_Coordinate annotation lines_

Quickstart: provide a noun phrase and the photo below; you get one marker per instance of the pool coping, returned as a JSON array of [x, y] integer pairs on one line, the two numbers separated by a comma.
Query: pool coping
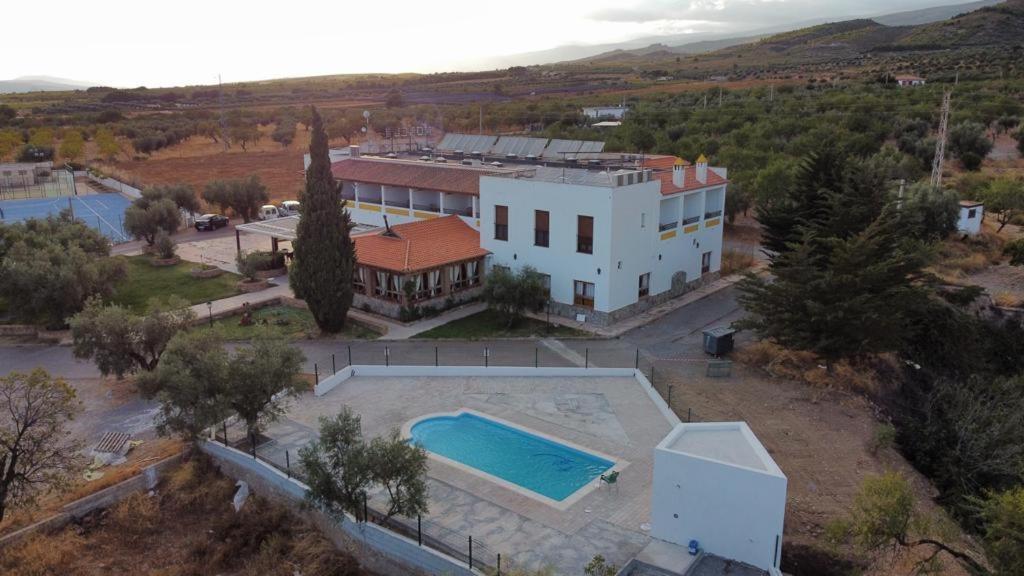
[[617, 464]]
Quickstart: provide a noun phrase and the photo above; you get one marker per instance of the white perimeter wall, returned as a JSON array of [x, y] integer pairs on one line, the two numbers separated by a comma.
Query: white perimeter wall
[[731, 511]]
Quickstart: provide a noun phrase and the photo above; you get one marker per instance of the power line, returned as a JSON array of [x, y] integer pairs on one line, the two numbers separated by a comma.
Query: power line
[[940, 142]]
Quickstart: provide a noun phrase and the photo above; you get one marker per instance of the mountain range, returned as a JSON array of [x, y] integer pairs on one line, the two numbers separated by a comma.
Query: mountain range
[[707, 42], [41, 83]]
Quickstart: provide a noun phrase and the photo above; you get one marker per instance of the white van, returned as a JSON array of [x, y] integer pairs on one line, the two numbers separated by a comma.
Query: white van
[[289, 208], [268, 212]]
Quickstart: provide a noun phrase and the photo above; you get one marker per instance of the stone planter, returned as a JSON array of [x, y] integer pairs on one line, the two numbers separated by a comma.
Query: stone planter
[[255, 286], [164, 262], [272, 273], [206, 273]]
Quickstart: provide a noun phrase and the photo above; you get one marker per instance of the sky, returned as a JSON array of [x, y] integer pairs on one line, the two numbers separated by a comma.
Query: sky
[[128, 43]]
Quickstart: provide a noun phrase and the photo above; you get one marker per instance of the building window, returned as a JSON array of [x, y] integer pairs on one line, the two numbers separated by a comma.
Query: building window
[[583, 293], [541, 219], [502, 222], [644, 287], [546, 281], [359, 280], [585, 235]]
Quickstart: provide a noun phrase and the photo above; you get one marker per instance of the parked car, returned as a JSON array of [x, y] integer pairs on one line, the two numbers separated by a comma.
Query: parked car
[[210, 221], [269, 212], [289, 208]]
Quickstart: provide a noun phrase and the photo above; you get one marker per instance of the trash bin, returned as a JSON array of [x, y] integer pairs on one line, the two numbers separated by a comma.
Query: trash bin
[[718, 341]]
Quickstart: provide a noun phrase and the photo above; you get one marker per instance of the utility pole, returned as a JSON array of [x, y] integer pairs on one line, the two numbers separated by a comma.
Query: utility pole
[[223, 121], [940, 141]]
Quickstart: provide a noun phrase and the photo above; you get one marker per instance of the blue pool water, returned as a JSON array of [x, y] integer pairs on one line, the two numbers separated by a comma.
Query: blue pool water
[[536, 463]]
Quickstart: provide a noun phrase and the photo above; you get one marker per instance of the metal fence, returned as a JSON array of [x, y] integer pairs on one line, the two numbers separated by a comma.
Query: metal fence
[[463, 547]]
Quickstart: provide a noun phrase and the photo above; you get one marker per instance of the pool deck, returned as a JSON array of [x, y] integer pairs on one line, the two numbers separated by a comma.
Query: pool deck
[[607, 414]]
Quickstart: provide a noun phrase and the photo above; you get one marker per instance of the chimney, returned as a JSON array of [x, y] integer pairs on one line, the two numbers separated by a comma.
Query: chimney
[[679, 173], [702, 169]]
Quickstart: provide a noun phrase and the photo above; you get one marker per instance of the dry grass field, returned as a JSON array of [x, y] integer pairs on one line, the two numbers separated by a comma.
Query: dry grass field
[[186, 528]]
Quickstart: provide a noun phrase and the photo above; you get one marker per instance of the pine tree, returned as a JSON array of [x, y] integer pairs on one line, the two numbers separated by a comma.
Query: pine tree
[[325, 255]]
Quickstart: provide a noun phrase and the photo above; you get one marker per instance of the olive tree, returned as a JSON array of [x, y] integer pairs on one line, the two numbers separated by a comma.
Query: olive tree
[[121, 342], [262, 378], [38, 453]]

_DO THIS_
Reproduce each of the lines above word for word, and omit the pictures from your copy.

_TASK OUTPUT_
Quickstart: provide a noun phrase and the photo below; you get one marker per instance of the pool coping, returned as a JSON array of [x, y] integer pairs on one line, the two numbers separated by a comma.
Query: pool coping
[[617, 464]]
Quickstart: provide a noun phrase and the photo above; you get one marker per instance of the white perimeter wall, returned as a JSON array of [x, y] integer pairs on one line, the two numbers separated by a comma.
Query: white perimeter wall
[[731, 511]]
Quickstart: provide a noun phrase and the photo above; you get one marker per instance of the power line, returned as a JSON array of [x, y] integer pairs on one line, the two numbers separated by a comma.
Query: power line
[[940, 142]]
Quickstart: provide a noun phrase and the photo above; you get one marker per instance of the mountain range, returned as a JSON array of [x, y] integer pairs on one line, the two numbers separated by a comma.
Query: mountain range
[[707, 42], [41, 83]]
Quickstart: provide a noun phrase and the photo above; you get one marker per instance of the white van, returned as a JSON array of [x, y] integer pairs on one line, the two numbers separated by a comma.
Query: white van
[[289, 208], [268, 212]]
Quickstart: provide a noun phrase and the photo above; you get one marker per instance of the stone planter, returned as a JSON array of [x, y] integer pairs on one line, the two numbers separated by a comma.
Query: stone planter
[[255, 286], [164, 262], [272, 273], [206, 273]]
Quickstart: provide a noun phrase and the photo above; you get one marker per instance of the sky, returned as a JSON array of [x, y] integer pairs on one line, the two numbers separated by a comma.
Query: sky
[[128, 43]]
Quickstart: provide a noun phrase and the photo above; you get one marker per instance of the building window, returned as a JSON array of [x, y] integer pairs on one line, the two numbers separated by a comma.
Query: building window
[[583, 293], [541, 219], [502, 222], [644, 287], [546, 281], [359, 280], [585, 235]]
Quickstart: provide a noun phrase and the photo above; you get one marker per instance of the parked car, returned as a JSON array of [x, y] integer pairs on one line, the two numbers separated by a comma.
Query: parked car
[[210, 221], [269, 212], [289, 208]]
Quickstart: provide a noun phrase and the photo above; you get one marker per instance of the trash bin, returned as a JSON array of [x, y] integer pairs on one line, the two numbers separated by a comma.
Query: trash bin
[[718, 341]]
Quickstart: provide a noun phrase and the photo above; you get one marker per instance of the utility pole, returned as a JSON array of [x, y] integer pairs on one line, the two numbers separated by a comma.
Query: utility pole
[[223, 121], [940, 141]]
Quickstart: provide a noun phrase and the photo above; you get one marker per instance of the blue pool water, returned as a JSON array of [x, y] integer pairs on one line, the two numbers separated by a comma.
Query: blue pool water
[[536, 463]]
Quickstart: provide a noun phrase and the photo above; you get one marker per instance of the metal fence, returned as a JSON array of [x, y] integer pairs on one line, the two numbers separated by a comma.
Query: metal fence
[[463, 547]]
Quickstart: provide a noun phrase and the photo above; you get one marker per instance of the pool deck, returned as a JSON array of [x, y] integer pairs on one line, the two numbers separated by a comma.
Query: pool deck
[[607, 414]]
Quickstart: provide a noun phrase and the photo above; you get one marker per instance of the chimney, returned as a JSON array of [x, y] integer pairs on one line, the two numbers separated by a comma.
Query: chimney
[[679, 173], [702, 169]]
Quickstart: provide a noun phrase and the photo above; you get one marker per instance of the dry grass field, returned as a JSON array of [x, y] integer pairs on one line, the two numbers separated by a comma.
Query: dry grass field
[[186, 528]]
Quickstart: provide a noun phrase and the photo above; you get one marker per instance of the pine tree, returned as a JSON array of [x, y] integer pairs on one line, the two numbers separated by a comma.
Query: pine tree
[[325, 255]]
Quickstart: provide a noun phrase and the photo above; you get one marker per instance of the olive tree, returned as a JSON array of [x, y] integer pairs on one line, the two numbers separated by a comma.
Query: olive tree
[[121, 342], [262, 378], [38, 453]]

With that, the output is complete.